**Work request:**
Retype the passage about the neglect of Old Testament preaching word for word.

**Text section:**

"You'll find our text this morning in the Old Testament…" I know this is a rare announcement on a Sunday morning, but when you heard it last, what did you think?
- "Oh no! Not another historical lecture."
- "We're going to get a whipping with the law today."
- "Why? I came to church to hear about Jesus."
- "What's Israel and Babylon got to do with my family struggles?"
Or maybe you didn't just think it. You said it or emailed it to the pastor afterwards. And pastors are feeling the pressure. Some surveys put the ratio of Old Testament to New Testament sermons at 1 to 10. Some would like it nearer 0 to 10.
But might this imbalance in the spiritual diet of most Christians explain many of the spiritual problems in the modern Church and in modern Christians? Or as Gleason Archer put it: "How can Christian pastors hope to feed their flock on a well-balanced spiritual diet if they completely neglect the 39 books of Holy Scripture on which Christ and all the New Testament authors received their own spiritual nourishment?"
Where did the Old Testament go?
It wasn't always like this. The Church used to have a much more balanced diet. So how did we get here?
1. Liberalism: The sustained attack on the Old Testament by liberal scholars has shaken many Christians' confidence in this part of the Bible.

**Supplied information:**
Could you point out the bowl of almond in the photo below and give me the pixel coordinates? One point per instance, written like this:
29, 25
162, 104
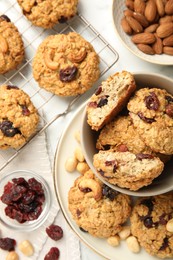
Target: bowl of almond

**Answer for this exercise:**
"You'll find our text this morning in the Old Testament…" I know this is a rare announcement on a Sunday morning, but when you heard it last, what did you think?
- "Oh no! Not another historical lecture."
- "We're going to get a whipping with the law today."
- "Why? I came to church to hear about Jesus."
- "What's Israel and Babylon got to do with my family struggles?"
Or maybe you didn't just think it. You said it or emailed it to the pastor afterwards. And pastors are feeling the pressure. Some surveys put the ratio of Old Testament to New Testament sermons at 1 to 10. Some would like it nearer 0 to 10.
But might this imbalance in the spiritual diet of most Christians explain many of the spiritual problems in the modern Church and in modern Christians? Or as Gleason Archer put it: "How can Christian pastors hope to feed their flock on a well-balanced spiritual diet if they completely neglect the 39 books of Holy Scripture on which Christ and all the New Testament authors received their own spiritual nourishment?"
Where did the Old Testament go?
It wasn't always like this. The Church used to have a much more balanced diet. So how did we get here?
1. Liberalism: The sustained attack on the Old Testament by liberal scholars has shaken many Christians' confidence in this part of the Bible.